(What is required)
Copy the rows below, substituting "Object" for every "Target" and keeping everything else the same.

(Stored records)
######

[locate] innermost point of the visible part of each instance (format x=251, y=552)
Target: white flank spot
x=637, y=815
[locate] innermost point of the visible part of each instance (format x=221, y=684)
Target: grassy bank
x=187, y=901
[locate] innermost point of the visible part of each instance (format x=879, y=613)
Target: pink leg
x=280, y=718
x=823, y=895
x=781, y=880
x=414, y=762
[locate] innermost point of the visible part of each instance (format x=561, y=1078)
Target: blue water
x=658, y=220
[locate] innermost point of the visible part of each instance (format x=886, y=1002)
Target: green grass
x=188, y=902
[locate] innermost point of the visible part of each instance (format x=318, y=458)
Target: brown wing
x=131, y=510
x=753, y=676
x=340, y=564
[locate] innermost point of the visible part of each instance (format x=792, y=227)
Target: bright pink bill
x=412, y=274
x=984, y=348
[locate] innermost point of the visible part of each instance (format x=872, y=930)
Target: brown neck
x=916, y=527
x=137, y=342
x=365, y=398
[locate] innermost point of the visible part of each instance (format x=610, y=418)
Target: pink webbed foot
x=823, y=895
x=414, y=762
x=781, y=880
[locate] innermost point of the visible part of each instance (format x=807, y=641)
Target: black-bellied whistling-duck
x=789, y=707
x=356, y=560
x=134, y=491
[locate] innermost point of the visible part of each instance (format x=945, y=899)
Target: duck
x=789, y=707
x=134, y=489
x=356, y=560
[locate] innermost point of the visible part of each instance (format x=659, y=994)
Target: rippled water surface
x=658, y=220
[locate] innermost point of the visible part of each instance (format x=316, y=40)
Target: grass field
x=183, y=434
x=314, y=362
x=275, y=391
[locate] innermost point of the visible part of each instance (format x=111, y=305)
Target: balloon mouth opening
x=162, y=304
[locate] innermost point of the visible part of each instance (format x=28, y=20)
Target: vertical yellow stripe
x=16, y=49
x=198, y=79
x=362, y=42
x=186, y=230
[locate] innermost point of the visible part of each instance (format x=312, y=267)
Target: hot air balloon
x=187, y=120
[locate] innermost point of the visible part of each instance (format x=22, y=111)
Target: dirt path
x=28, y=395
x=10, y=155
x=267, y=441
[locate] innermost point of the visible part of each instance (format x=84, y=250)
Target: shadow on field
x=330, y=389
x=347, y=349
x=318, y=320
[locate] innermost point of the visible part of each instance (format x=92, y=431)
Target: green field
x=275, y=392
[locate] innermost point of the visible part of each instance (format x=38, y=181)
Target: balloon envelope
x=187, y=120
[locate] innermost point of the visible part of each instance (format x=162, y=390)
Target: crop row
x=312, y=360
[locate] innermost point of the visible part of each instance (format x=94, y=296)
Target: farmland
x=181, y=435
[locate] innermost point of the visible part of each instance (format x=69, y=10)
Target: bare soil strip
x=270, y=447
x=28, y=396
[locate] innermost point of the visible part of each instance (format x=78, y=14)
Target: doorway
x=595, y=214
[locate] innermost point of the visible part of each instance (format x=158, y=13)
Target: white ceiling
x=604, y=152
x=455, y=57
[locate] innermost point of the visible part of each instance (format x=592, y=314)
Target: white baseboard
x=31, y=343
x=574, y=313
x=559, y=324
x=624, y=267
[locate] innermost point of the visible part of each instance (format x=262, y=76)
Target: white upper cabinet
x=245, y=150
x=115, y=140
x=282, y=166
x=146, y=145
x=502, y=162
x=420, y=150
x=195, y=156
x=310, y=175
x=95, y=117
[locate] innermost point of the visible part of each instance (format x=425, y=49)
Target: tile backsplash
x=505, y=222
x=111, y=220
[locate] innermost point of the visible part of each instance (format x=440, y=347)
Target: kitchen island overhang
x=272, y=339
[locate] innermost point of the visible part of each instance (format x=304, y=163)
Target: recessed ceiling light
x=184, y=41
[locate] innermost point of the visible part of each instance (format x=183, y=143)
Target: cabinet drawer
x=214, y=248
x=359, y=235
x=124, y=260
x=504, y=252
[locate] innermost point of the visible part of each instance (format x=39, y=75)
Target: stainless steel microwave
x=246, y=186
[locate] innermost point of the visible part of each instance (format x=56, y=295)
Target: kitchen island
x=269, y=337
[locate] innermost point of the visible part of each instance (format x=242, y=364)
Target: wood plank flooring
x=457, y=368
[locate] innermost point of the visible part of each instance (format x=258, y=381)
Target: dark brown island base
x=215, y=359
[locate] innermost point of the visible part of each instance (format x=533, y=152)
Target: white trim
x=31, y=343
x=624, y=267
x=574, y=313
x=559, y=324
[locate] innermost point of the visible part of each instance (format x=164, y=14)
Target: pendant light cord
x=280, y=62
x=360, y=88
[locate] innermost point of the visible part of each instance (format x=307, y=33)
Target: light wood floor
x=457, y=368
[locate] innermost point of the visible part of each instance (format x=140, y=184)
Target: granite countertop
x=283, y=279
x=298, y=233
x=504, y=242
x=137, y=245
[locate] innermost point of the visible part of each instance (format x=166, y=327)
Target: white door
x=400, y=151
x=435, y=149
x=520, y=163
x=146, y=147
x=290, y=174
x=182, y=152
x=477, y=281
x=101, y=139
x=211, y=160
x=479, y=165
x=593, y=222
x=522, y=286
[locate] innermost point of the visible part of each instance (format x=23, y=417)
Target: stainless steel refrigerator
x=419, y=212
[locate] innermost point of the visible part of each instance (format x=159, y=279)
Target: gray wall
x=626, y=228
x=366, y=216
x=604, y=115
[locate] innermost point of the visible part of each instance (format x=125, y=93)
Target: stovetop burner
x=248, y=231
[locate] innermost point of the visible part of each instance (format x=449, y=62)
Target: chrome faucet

######

(Task response)
[locate] innermost point of the visible part of each instance (format x=251, y=552)
Object: white flank spot
x=637, y=815
[locate] innermost point of the visible part of each instance (format x=221, y=684)
Object: grassy bank
x=187, y=901
[locate] innermost point of the visible part of each instance (format x=879, y=613)
Object: pink leg
x=280, y=718
x=823, y=895
x=781, y=880
x=414, y=762
[locate] innermost point of the visible part of each instance (format x=561, y=1078)
Object: blue water
x=658, y=220
[locate] innermost point of the visible part of each instance (format x=886, y=1002)
Object: green grass
x=188, y=902
[locate] innermost point of the visible part of each instance (format x=318, y=458)
Object: brown wing
x=131, y=510
x=753, y=676
x=340, y=564
[locate] innermost point of the visible part of each instance (format x=792, y=227)
Object: bright pink bill
x=412, y=274
x=984, y=348
[locate] innermost point of the visible part of each instance (format x=872, y=930)
Object: brown neck
x=916, y=527
x=137, y=342
x=365, y=398
[locate] innermost point of the visible part of each instance (format x=610, y=418)
Object: pink webbed foot
x=823, y=895
x=414, y=762
x=781, y=880
[locate] innermost point of the visible part of each instance (format x=807, y=641)
Object: black-bellied whistling-duck
x=789, y=707
x=356, y=560
x=134, y=491
[locate] innermost point of the visible part of each instance (format x=945, y=899)
Object: duck
x=789, y=707
x=134, y=489
x=356, y=560
[locate] innermost point of the visible part of each instance (format x=659, y=994)
Object: rippled water surface
x=658, y=220
[locate] innermost point of the visible part of each instance (format x=316, y=40)
Object: grass field
x=183, y=434
x=314, y=362
x=275, y=391
[locate] innermost point of the visible part of each instance (format x=111, y=305)
Object: balloon mouth opening
x=162, y=304
[locate] innermost point of the visible part of each instance (format x=28, y=20)
Object: vertical yellow stripe
x=16, y=49
x=198, y=79
x=362, y=42
x=186, y=230
[locate] innermost point of the visible part of each instance (format x=312, y=267)
Object: hot air balloon
x=187, y=120
[locate] innermost point of the visible part of each instance (format x=22, y=111)
Object: dirt path
x=28, y=395
x=10, y=155
x=267, y=441
[locate] innermost point of the visible part of each instance (format x=84, y=250)
Object: shadow on field
x=330, y=389
x=347, y=349
x=318, y=320
[locate] innermost point of the visible part of each instance (format x=92, y=431)
Object: green field
x=275, y=392
[locate] innermost point of the visible part of each instance (format x=38, y=181)
Object: balloon envelope
x=187, y=120
[locate] innermost point of the visible part of each instance (format x=162, y=390)
Object: crop row
x=312, y=360
[locate] innermost point of the visible part of each instance (format x=94, y=296)
Object: farmland
x=181, y=435
[locate] innermost point of the visible part of each instance (format x=69, y=10)
Object: bare soil strip
x=270, y=447
x=28, y=396
[locate] innermost point of the visible part of each instance (format x=78, y=14)
Object: doorway
x=595, y=214
[locate] innermost point of the visible part of each instance (format x=158, y=13)
Object: white ceiling
x=604, y=152
x=455, y=57
[locate] innermost point of the visible part of each instance (format x=592, y=314)
Object: white baseboard
x=31, y=343
x=574, y=313
x=559, y=324
x=624, y=267
[locate] innermost point of the visible part of each instance (format x=262, y=76)
Object: white upper cabinet
x=245, y=150
x=115, y=140
x=282, y=166
x=146, y=145
x=502, y=162
x=420, y=150
x=195, y=156
x=310, y=175
x=95, y=117
[locate] innermost point of the visible part of each instance (format x=425, y=49)
Object: tile backsplash
x=505, y=222
x=111, y=220
[locate] innermost point of the visible part of each instance (format x=440, y=347)
Object: kitchen island overhang
x=272, y=339
[locate] innermost point of the visible part of each instance (format x=304, y=163)
Object: recessed ceiling light
x=184, y=41
[locate] innermost point of the visible part of each instance (format x=183, y=143)
Object: cabinet drawer
x=214, y=248
x=359, y=235
x=124, y=260
x=504, y=252
[locate] innermost point of the visible part of each instance (format x=39, y=75)
Object: stainless steel microwave
x=246, y=186
[locate] innermost point of the visible part of each instance (format x=56, y=295)
Object: kitchen island
x=269, y=337
[locate] innermost point of the visible part of each instance (format x=242, y=364)
Object: wood plank flooring
x=457, y=368
[locate] innermost point of the visible part of each instance (format x=258, y=381)
Object: dark brown island base
x=215, y=359
[locate] innermost point of the visible part of each instance (format x=533, y=152)
Object: white trim
x=31, y=343
x=624, y=267
x=574, y=313
x=559, y=324
[locate] innermost point of the visible part of each instance (format x=164, y=14)
Object: pendant light cord
x=280, y=62
x=360, y=88
[locate] innermost point of the visible part of each instance (format x=307, y=33)
Object: light wood floor
x=457, y=368
[locate] innermost point of the visible part of each instance (format x=140, y=184)
Object: granite countertop
x=283, y=279
x=298, y=233
x=504, y=242
x=137, y=245
[locate] innermost point of the visible part of each instance (format x=166, y=327)
Object: white door
x=400, y=151
x=435, y=149
x=520, y=163
x=146, y=147
x=290, y=174
x=182, y=152
x=477, y=281
x=101, y=139
x=211, y=160
x=479, y=165
x=593, y=222
x=522, y=286
[locate] innermost point of the visible part of each instance (format x=23, y=417)
Object: stainless steel refrigerator
x=419, y=212
[locate] innermost point of the visible part of each instance (format x=159, y=279)
Object: gray wall
x=626, y=228
x=366, y=216
x=604, y=115
[locate] innermost point of the visible part of each instance (format x=125, y=93)
Object: stovetop burner
x=248, y=231
[locate] innermost point of the visible part of each instance (format x=449, y=62)
Object: chrome faucet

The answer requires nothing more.